Thursday, May 18, 2006

# 148 A 'RAPTURE' - Devoid of Da Vinci's Code

This has not been a good year. Last week I lost another friend unexpectedly. Cancer took her so quickly, with little warning. But despite the shock, I am in amazingly good spirits. Comforted by those things that I know about her determinations of the meaning of life and death.

This friend was so unique. She was witty, clever, down-to-earth, funny, and yes, silly as well. But we loved her because of it or in spite of it. If you were pretentious, she would pick at you relentlessly until you were forced to be real. She absolutely refused, stubbornly, and willfully to play those games that the rest of us all play in our efforts to become more accepted and more respected. And no matter what the social conscious was in a stir about, she still gave priority to the inner dictates of her own heart and closed her ears to society’s latest roar.

Now I know it is odd to say, but if you had ever spoke with my friend, you would have known, as I did, in some mystical way from the dynamics of that discourse that here was a person who carved out her own path. You would have known here was someone who sought her own wisdom through experience and only ingested knowledge that would invariably be an asset to her sense of self. She was a ‘real’ person with a purity of character that is quite impossible for me to adequately define. Suffice it to say that my friend never got annoyed when other’s views were in opposition to her own. Because she expected that to be the case. After all, her wisdom was created in her soul. It was something that came out of a mix of past experience and primeval intuition. A mix devoid of social pressure, recorded history, or researched fact.

Now most of us would frown on that kind of bull-headedness. But we only think that way because we have adopted current society’s determination that life has only one mandate – to learn everything about everything that there is to know. We are so entrenched in this common thinking that none of us ever consider that we are being force-fed so much knowledge that the facts are killing the essence of our inner souls. Facts, like dragons, have a hot breath that dries up the fluids that lube the machinery of our conscience and spirituality.

So we live in a world where there are very few independent-minded individuals that have the ability to shed outside influences the way a well-oiled cloth sheds water. But my friend did that. She simply refused to tune in to social dictates. To her Society’s Chorus was a song of silence. And because of that she was unencumbered by the common held beliefs most of us have about life, death, and purpose. But that does not mean that she didn’t seek understanding. She did seek understanding and came to a very simple conclusion that left me rather awe-struck.

She concluded that what we observe in nature is how we are. That our lives mimic the life-cycle of ground-crawlers that climb trees and swath themselves in mummy-wraps where they dwell until they eventually morph into air-borne things of stunning beauty. My friend determined that our human-life ‘rapture’ (if you want to call it that), is simply a duplication of the ‘rapture’ of insects, like butterflies and dragonflies, that morph from earth creatures to creatures of the air. And so she described her body as only a cocoon – a temporary dwelling place. And her theory was that a ‘Day of Rapture’ would come when she would burst from that cocoon and take flight. With angel wings or butterfly wings? I really don’t know. Either way, it really doesn’t matter. I still think it was a wondrous thought.

#### [Data extracts]
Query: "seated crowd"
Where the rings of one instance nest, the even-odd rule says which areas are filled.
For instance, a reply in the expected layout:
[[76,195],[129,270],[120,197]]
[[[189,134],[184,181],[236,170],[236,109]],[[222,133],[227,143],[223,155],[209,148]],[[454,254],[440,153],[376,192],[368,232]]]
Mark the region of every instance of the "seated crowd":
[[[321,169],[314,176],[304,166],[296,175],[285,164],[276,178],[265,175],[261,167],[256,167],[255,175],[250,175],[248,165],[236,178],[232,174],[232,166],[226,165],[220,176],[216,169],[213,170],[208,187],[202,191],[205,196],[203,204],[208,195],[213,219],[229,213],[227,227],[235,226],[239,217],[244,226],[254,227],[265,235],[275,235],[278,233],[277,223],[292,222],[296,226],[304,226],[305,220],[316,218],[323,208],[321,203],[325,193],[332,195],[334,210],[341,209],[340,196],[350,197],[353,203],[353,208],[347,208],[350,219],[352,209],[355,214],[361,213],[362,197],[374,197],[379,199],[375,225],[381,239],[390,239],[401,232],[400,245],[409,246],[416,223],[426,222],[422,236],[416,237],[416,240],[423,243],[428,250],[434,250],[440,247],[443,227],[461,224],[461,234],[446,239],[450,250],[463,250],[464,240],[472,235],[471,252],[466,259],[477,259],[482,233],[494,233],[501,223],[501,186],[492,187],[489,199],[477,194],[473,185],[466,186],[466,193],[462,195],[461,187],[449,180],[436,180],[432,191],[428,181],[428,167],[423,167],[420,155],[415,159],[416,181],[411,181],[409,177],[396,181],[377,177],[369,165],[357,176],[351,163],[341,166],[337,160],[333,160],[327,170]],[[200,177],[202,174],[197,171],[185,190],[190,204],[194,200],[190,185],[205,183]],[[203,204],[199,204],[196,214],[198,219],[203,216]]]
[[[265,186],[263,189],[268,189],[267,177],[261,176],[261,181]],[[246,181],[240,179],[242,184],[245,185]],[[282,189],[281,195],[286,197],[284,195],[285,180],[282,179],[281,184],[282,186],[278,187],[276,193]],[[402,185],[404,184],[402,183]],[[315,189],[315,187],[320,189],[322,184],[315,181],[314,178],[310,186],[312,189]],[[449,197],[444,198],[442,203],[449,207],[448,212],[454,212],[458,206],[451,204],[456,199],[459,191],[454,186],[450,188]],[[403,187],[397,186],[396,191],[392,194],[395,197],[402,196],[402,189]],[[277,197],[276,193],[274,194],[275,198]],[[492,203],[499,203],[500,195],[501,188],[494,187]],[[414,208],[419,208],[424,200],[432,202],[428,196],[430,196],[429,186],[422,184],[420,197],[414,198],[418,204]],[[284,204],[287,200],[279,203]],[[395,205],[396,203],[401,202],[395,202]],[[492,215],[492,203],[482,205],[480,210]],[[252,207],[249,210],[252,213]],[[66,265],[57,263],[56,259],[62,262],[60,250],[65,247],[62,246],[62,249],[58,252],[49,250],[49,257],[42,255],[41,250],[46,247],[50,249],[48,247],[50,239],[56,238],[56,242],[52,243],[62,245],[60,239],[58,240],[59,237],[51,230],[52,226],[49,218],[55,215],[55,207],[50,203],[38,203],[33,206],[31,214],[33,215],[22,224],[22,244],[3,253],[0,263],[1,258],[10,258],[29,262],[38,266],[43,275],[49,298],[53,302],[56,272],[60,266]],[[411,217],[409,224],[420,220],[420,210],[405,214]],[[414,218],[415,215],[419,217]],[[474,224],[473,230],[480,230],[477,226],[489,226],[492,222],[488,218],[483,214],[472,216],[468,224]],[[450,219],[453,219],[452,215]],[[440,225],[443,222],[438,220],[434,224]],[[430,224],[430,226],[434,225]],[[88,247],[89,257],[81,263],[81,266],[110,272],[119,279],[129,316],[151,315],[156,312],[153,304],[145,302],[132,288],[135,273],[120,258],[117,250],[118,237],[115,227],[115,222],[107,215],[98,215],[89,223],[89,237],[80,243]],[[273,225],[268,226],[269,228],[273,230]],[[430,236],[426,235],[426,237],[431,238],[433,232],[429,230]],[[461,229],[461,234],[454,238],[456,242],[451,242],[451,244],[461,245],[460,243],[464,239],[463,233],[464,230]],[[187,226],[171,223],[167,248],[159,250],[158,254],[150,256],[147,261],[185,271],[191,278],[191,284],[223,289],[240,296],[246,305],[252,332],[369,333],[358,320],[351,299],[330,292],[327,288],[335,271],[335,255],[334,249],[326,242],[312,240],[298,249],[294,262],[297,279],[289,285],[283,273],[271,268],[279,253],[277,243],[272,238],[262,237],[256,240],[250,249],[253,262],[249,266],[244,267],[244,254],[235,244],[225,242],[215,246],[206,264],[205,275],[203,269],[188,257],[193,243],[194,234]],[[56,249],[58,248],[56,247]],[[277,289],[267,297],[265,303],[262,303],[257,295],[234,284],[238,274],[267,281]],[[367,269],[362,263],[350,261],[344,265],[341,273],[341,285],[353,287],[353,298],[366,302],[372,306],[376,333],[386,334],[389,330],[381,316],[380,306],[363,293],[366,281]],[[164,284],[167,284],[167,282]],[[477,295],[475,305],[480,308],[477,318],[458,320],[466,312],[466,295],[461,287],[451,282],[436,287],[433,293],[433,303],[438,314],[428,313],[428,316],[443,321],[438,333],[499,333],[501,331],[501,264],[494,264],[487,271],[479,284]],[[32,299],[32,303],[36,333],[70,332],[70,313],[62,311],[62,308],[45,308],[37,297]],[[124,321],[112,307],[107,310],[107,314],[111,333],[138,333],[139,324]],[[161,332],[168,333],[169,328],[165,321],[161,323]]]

#### [Exercises]
**A)** From the blog post about the late friend, transcribe the part that opens with the words containing "This has not" and closes with "society’s latest roar.".
**B)** Go on with the blog post about the late friend, picking up after its last sentence.

#### [Responses by task]
**A)**
This has not been a good year. Last week I lost another friend unexpectedly. Cancer took her so quickly, with little warning. But despite the shock, I am in amazingly good spirits. Comforted by those things that I know about her determinations of the meaning of life and death.

This friend was so unique. She was witty, clever, down-to-earth, funny, and yes, silly as well. But we loved her because of it or in spite of it. If you were pretentious, she would pick at you relentlessly until you were forced to be real. She absolutely refused, stubbornly, and willfully to play those games that the rest of us all play in our efforts to become more accepted and more respected. And no matter what the social conscious was in a stir about, she still gave priority to the inner dictates of her own heart and closed her ears to society’s latest roar.

**B)**
And I can’t help but think that no matter if the creator is the traditional God of most Christian religions, or a less traditional God, there is still honor and reverence in her interpretation. In fact, I think he/she/it will probably find more worth in my friend’s interpretation than the interpretations of pious experts who study with such zeal every incomprehensible bit of writ they can glean from Bibles, ancient scrolls, inspired words, missing Biblical accounts, Opus Deys (sp?), or Da Vinci Codes.

6 Comments:

Anonymous Anonymous said...

So THAT'S where you got off to. Was starting to get worried over here. I'm sorry to hear about the loss of your friend. Those sorts of partings still tear me up inside.

4:30 PM  
Blogger The Old Bag said...

Beautifully and strongly written! We'd all be so lucky to find such a friend.

4:50 PM  
Blogger Pyjama Diva said...

So sorry about the loss of your friend. But a spirit like hers can never be truly lost. Rather, it will continue to flit and soar around those of you who knew and understood her.

Just reading about her will hopefully inspire the rest of us to allow ourselves to do a little more soaring on our own wings, in our own way, too. Thanks for sharing her story.

12:34 AM  
Blogger Roberta S said...

Thanks friends, for those sweet comments.

1:41 AM  
Blogger Carole Burant said...

I was so sorry to read of the passing of your friend...you can count yourself very lucky that you had such a person in your life. I had such a friend but as one of life's tragedies, she died of cancer at the age of 40...when you were talking about your friend, it reminded me so much of Jane and everything she stood for. Our lives have been enriched for knowing such people and may their memories live forever in our hearts.

9:38 AM  
Blogger Roberta S said...

pea, that comment was beautifully put. I am pleased to hear that you were lucky enough to know such a person and thus able to understand what was so difficult for me to explain.